What is needed
According to the call transcript, why does the CEO say the company's focus is entirely on new prescriptions? Answer in one to three sentences.

Text block
Vic Clavelli, Chief Commercial Officer
No. That’s a good summary.
Stacey Ku, Analyst
Okay, great. And so we have a few more follow-ups to that. As we think about the XHANCE rating, we see strong kind of repeat prescribing. So how should we think about with your guidance? How it might evolve over the course of the year?
Peter Miller, CEO
I believe it will continue as it has been. We are seeing very strong growth in both breadth and depth. Regarding cadence, Stacey, could you clarify if you are referring to the timing of the writing or something else? I want to ensure I fully address your question.
Stacey Ku, Analyst
Yes. As we think about that revenue guidance of at least $90 million for the year, we obviously have our Q1 sales. So as we think about how it might progress through the year, this is going to be as we think about this more face-to-face interactions with, especially with these repeat prescribers. Are we thinking about kind of a second half where we're really going to see that inflection?
Peter Miller, CEO
Our focus, Stacey, is entirely on driving new scripts. Our model, we really have pretty much consistency that for when we get a new script, we generate roughly four prescriptions per patient per year. So that's sort of improvement over the last couple of years. So, our focus is entirely on generating new prescriptions. As we see continued growth or even acceleration of that, which is caused by multiple factors. The first being the market environment, which I already described. I think there could be more favorability in the back half of the year. We're not necessarily counting on that in our guidance, though, so to be clear. But I think there could be favorability there. What we're seeing, Stacey, is that with a 6% share roughly of the market, we still have so much upside, both in terms of the doctors who are writing more and as well as doctors who aren't writing to be to write. So I think what you can see, is that as our business has been over the past couple of years, very steadily growing new prescriptions, which is driving refills, which drive total TRx.
Keith Goldan, CFO
And Stacey, this is Keith Goldan. If I could just add to Peter's comments, I think you were looking into how we are achieving the $90 million. I want to mention that we posted an average net revenue per script of $183 in this first quarter, representing over 20% growth from last year. We expect that figure to continue growing. Based on what we have seen in previous years, we anticipate a similar trend going forward. Therefore, we expect ongoing growth in that average net revenue per script, which we use as an indicator of the profitability of XHANCE, prompting us to increase our guidance. Initially, we expected the average net revenue per script to be at least $210, but we have now raised that to $220, establishing that as our new expectation.

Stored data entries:

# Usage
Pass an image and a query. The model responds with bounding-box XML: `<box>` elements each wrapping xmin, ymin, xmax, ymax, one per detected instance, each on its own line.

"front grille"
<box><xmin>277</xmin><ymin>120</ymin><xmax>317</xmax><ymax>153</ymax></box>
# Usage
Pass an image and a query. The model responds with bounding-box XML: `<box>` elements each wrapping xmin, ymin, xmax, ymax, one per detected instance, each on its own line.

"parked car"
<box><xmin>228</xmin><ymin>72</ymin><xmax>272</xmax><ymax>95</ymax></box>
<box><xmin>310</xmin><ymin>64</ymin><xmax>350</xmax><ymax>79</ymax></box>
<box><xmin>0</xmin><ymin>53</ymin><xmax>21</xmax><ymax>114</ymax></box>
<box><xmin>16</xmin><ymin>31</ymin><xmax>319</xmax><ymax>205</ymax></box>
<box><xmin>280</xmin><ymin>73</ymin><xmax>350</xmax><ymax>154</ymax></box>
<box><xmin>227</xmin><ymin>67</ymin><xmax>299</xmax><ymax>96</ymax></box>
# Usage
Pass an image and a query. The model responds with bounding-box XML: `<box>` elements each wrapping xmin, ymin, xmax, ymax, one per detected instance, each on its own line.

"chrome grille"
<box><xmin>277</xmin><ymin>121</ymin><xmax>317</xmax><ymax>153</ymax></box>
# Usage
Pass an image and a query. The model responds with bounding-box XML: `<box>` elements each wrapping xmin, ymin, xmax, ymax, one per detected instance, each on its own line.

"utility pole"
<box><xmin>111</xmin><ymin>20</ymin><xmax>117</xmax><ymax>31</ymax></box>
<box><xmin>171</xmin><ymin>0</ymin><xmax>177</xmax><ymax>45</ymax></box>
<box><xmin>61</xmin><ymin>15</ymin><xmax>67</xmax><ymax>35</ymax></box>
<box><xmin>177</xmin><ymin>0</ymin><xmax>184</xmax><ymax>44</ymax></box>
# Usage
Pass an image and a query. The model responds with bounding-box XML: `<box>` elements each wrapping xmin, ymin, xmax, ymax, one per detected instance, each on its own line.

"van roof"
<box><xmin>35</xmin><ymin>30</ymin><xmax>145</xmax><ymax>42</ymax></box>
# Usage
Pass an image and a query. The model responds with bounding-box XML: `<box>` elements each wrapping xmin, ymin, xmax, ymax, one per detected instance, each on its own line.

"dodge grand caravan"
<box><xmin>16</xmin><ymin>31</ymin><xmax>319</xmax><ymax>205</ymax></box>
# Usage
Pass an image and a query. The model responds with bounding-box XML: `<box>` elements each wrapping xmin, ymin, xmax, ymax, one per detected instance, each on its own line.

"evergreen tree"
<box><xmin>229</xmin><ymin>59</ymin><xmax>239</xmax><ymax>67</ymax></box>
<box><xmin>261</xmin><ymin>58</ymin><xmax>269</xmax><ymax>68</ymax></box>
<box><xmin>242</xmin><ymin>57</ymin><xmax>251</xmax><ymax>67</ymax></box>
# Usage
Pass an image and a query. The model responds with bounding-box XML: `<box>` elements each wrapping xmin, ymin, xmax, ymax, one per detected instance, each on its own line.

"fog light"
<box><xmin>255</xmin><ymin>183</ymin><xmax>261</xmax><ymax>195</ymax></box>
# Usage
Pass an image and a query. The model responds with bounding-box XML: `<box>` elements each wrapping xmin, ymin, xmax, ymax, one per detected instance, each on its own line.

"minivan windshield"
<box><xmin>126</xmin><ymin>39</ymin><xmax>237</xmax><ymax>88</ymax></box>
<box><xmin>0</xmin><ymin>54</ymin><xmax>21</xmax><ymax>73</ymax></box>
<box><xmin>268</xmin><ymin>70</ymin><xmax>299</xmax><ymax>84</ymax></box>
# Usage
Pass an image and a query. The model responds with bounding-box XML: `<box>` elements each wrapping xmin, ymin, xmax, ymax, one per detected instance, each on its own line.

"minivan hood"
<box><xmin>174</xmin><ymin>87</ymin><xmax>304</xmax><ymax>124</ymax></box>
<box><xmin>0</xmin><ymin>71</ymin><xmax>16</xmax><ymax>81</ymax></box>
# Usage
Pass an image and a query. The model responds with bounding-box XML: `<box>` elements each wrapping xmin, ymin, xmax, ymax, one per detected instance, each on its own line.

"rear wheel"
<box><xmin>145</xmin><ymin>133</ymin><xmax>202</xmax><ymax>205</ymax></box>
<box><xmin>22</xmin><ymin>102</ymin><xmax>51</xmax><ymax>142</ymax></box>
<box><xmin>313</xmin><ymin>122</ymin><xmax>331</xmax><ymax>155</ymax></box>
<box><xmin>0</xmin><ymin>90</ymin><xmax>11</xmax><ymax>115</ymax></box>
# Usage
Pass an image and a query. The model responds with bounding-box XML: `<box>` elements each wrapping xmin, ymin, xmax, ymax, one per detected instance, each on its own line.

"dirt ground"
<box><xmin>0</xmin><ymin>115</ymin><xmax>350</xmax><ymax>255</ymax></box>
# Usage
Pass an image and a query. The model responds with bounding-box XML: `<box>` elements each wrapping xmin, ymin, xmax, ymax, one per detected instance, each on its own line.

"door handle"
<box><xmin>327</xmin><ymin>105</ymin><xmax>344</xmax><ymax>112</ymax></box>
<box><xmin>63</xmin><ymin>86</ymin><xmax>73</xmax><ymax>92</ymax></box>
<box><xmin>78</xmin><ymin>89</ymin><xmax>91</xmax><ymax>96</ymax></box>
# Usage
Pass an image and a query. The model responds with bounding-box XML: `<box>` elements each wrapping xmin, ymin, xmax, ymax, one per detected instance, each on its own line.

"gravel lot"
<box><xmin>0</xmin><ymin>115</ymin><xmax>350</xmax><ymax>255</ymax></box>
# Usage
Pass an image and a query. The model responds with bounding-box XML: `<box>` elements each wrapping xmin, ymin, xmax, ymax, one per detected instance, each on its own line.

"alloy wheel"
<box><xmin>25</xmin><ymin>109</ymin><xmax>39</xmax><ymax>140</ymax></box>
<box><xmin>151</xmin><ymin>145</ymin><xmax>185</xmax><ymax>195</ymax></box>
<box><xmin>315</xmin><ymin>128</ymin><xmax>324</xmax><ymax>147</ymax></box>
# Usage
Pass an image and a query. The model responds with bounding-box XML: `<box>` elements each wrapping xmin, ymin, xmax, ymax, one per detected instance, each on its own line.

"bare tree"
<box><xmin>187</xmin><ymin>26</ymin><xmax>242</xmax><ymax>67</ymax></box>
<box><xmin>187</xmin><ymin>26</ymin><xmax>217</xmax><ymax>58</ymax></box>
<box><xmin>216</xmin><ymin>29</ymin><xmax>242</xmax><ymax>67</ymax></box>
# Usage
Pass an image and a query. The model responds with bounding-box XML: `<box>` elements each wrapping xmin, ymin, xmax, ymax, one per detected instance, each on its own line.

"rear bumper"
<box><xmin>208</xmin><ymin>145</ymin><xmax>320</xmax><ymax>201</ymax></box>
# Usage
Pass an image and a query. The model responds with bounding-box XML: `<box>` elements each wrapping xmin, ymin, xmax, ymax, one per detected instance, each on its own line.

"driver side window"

Written answer
Each new script consistently generates roughly four prescriptions per patient per year. Growth in new prescriptions therefore drives refills, and refills drive total TRx.